=== Instruction ===
Write out every entry exactly as given, but omit the pictures.

(Dataset excerpts on object pointing)
========

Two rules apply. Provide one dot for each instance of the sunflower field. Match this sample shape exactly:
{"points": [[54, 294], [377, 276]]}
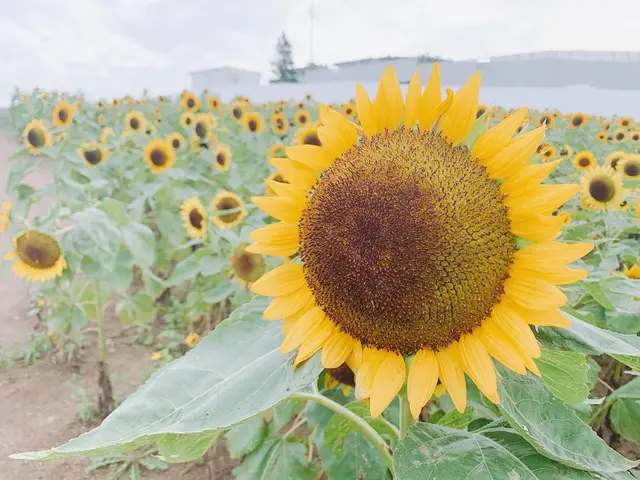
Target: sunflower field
{"points": [[408, 285]]}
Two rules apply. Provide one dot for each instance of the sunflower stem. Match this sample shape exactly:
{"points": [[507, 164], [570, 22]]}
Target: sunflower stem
{"points": [[361, 424]]}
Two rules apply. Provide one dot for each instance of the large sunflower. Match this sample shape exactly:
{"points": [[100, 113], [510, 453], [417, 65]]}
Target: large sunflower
{"points": [[602, 188], [63, 115], [92, 153], [227, 201], [407, 245], [159, 155], [36, 136], [194, 218], [38, 256]]}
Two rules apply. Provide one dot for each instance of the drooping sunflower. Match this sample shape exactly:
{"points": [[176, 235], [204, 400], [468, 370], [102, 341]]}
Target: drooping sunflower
{"points": [[446, 284], [602, 188], [578, 120], [302, 117], [247, 267], [63, 115], [189, 101], [159, 155], [92, 153], [584, 160], [222, 158], [253, 122], [135, 121], [279, 124], [630, 167], [194, 218], [187, 119], [227, 201], [36, 136], [38, 256]]}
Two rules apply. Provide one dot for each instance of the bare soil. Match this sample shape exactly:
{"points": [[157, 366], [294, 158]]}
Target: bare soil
{"points": [[36, 409]]}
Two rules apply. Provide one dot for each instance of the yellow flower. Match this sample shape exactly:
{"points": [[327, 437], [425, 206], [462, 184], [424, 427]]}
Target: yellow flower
{"points": [[401, 258]]}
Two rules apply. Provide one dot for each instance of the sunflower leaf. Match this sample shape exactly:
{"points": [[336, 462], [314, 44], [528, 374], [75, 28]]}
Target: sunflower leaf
{"points": [[234, 373]]}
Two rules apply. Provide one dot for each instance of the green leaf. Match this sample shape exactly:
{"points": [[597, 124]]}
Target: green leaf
{"points": [[276, 459], [185, 448], [234, 373], [455, 419], [245, 437], [140, 241], [431, 451], [552, 427], [565, 373]]}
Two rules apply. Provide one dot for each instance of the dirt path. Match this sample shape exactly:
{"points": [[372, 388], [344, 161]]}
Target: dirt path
{"points": [[36, 410]]}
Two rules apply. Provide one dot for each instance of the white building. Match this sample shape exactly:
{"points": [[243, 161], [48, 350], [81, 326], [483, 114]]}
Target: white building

========

=== Solution to this problem ===
Two rules apply. Provide one dot for each instance of the sunflower field. Match this sample shape exactly:
{"points": [[54, 294], [377, 276]]}
Target: sunflower field
{"points": [[408, 285]]}
Two rules apply. Provide one dot for each instance of the sunflower stem. Match this sample shape exactly:
{"points": [[507, 164], [570, 22]]}
Target: sunflower stem
{"points": [[361, 424]]}
Two rules apply. Provide one dot for each instance of the large sunflower. Match this sample shape exactly:
{"points": [[100, 113], [510, 453], [417, 65]]}
Target: large sunflower
{"points": [[602, 188], [63, 115], [92, 153], [227, 201], [407, 245], [159, 155], [36, 136], [194, 218], [38, 256]]}
Two rules apply. Provide one dot for each instance of the drooping sunflower. Match this sample shape exactly:
{"points": [[176, 235], [204, 400], [468, 370], [102, 341]]}
Target: drooping sunflower
{"points": [[446, 284], [602, 188], [578, 120], [302, 117], [247, 267], [63, 115], [189, 101], [159, 155], [92, 153], [584, 160], [222, 158], [253, 122], [135, 121], [279, 124], [630, 167], [194, 218], [187, 119], [227, 201], [36, 136], [38, 256]]}
Two rules apply. Provide one dot for each instance of the bare soil. Match this sample shape exactly:
{"points": [[157, 366], [294, 158]]}
Target: bare soil
{"points": [[36, 409]]}
Two rules apply. Provide one dot for each instance of the yellow flower. Match this sample shape exactly:
{"points": [[327, 437], [425, 206], [462, 184], [424, 427]]}
Target: yellow flower
{"points": [[401, 258]]}
Two rules apply. Provide one dot for each instance of the sunflower leaf. Match this sample shape exactly:
{"points": [[336, 462], [314, 44], [528, 374], [75, 28]]}
Target: sunflower leaf
{"points": [[234, 373]]}
Two rules apply. Provide one dot for each instance of the green leaf. Match this sample shape exactly:
{"points": [[597, 124]]}
Target: green leaf
{"points": [[276, 459], [185, 448], [234, 373], [455, 419], [245, 437], [140, 241], [431, 451], [552, 427], [565, 373]]}
Two rules apply. Provide one dot for each instance of the dirt path. Match this sample shape exactly:
{"points": [[372, 388], [344, 161]]}
Target: dirt path
{"points": [[36, 410]]}
Two rules apply. Provide one dot for each instance of the white building. Match this sample shape exactly:
{"points": [[243, 161], [48, 350], [81, 326], [483, 114]]}
Target: white building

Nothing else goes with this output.